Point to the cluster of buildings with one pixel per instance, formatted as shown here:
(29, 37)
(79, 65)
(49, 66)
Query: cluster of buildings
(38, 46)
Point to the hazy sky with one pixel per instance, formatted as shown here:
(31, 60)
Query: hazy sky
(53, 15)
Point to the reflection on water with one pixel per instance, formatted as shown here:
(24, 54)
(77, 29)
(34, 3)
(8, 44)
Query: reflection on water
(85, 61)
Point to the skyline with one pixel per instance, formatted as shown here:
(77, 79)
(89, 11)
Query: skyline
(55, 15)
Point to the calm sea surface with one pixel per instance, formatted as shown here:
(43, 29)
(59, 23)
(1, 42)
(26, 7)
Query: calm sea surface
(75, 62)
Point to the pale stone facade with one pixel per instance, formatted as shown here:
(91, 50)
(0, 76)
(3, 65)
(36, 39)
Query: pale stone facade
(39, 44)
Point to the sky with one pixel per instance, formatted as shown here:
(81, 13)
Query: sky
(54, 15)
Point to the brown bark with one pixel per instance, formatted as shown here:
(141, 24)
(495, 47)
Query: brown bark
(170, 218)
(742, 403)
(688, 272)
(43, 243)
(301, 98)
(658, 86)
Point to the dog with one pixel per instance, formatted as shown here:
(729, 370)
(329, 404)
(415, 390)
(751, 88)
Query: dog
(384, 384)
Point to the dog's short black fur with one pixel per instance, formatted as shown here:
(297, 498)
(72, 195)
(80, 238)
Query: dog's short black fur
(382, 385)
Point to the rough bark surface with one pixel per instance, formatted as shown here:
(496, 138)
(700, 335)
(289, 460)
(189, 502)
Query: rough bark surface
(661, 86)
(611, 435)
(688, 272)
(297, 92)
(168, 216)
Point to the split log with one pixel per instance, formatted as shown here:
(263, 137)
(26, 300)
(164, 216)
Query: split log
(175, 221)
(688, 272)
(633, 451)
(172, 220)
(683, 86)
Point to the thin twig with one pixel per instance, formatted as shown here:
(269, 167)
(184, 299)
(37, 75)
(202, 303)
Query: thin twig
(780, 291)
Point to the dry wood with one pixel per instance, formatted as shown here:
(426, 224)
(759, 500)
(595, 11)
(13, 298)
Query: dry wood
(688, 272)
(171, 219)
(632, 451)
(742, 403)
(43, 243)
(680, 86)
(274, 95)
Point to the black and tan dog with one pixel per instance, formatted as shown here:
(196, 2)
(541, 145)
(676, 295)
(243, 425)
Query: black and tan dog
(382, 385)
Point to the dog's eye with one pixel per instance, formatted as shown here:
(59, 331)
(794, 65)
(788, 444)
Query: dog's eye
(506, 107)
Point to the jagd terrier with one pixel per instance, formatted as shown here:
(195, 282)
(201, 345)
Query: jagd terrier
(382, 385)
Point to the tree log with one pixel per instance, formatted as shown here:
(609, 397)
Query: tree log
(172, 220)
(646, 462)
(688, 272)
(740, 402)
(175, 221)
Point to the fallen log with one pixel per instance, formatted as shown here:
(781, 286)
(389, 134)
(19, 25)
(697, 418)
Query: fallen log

[What you have to do]:
Repeat the listing above with "Point to" swapped for "Mark" everywhere it appears, and leave everything else unchanged.

[Task solution]:
Mark the cluster of buildings with one pixel per instance, formatted as shown here:
(29, 37)
(79, 65)
(49, 66)
Query: cluster of buildings
(38, 46)
Mark the hazy sky with one pixel per instance, formatted as shown here:
(31, 60)
Query: hazy sky
(53, 15)
Mark the reflection on water with one pixel per instance, formatted as shown here:
(24, 54)
(77, 29)
(34, 3)
(8, 44)
Query: reflection on water
(85, 61)
Mark the skyline with one pixel per instance, formatted as shown here:
(77, 79)
(89, 11)
Query: skyline
(55, 15)
Mark the calm sea surface with one pixel per instance, formatted as shown here:
(43, 29)
(59, 23)
(1, 42)
(26, 7)
Query: calm sea surface
(75, 62)
Mark the pale stone facade with one pixel per instance, formatted as shown here:
(91, 50)
(0, 76)
(3, 65)
(36, 39)
Query: pale stone facade
(39, 44)
Mark the sky with one pixel per instance, formatted as shown here:
(81, 13)
Query: sky
(54, 15)
Mark the brown bark with one pixel per instance, formatted as shown here:
(141, 24)
(495, 47)
Query: brown bark
(170, 218)
(742, 403)
(688, 272)
(43, 243)
(301, 98)
(658, 86)
Mark the dog with one pixel per instance, formatted as shown here:
(729, 370)
(329, 404)
(415, 390)
(751, 88)
Query: dog
(384, 384)
Mark the dog's short black fur with one pixel per instance, formatted as shown here:
(297, 498)
(72, 195)
(80, 238)
Query: dog's short black fur
(382, 385)
Mark the rough bark surface with one pixel per instance, formatted as shown here:
(496, 138)
(700, 335)
(289, 460)
(189, 502)
Query: rough bark surface
(661, 86)
(611, 435)
(688, 272)
(297, 92)
(168, 216)
Mark the split log with one pixel per instance, formatted as shown here:
(263, 137)
(26, 300)
(164, 216)
Query: split log
(175, 221)
(688, 272)
(633, 451)
(172, 220)
(683, 86)
Mark the thin twig with one pixel per instance, formatted as shown here:
(269, 167)
(184, 299)
(37, 75)
(202, 303)
Query: thin twig
(780, 291)
Mark the dry wood with one pixel per instance, formatted as shown here:
(426, 224)
(759, 500)
(595, 11)
(13, 298)
Query: dry wood
(688, 272)
(171, 219)
(632, 451)
(742, 403)
(43, 243)
(680, 86)
(274, 95)
Mark the black and tan dog with one pixel per instance, formatted as shown here:
(196, 2)
(541, 145)
(676, 295)
(243, 425)
Query: black and tan dog
(382, 385)
Mark the dog's eye with one pixel per instance, formatted as shown here:
(59, 331)
(794, 65)
(788, 444)
Query: dog's eye
(506, 107)
Mark the jagd terrier with one pixel per instance, formatted as shown here:
(195, 282)
(201, 345)
Query: jagd terrier
(382, 385)
Mark the tree log with one pixel per instance, formatted as shown here:
(609, 397)
Query: tree log
(172, 220)
(646, 462)
(688, 272)
(740, 402)
(175, 221)
Mark the fallen log with one pixel per instance, formatted as shown here:
(781, 286)
(389, 134)
(19, 25)
(697, 418)
Query: fallen log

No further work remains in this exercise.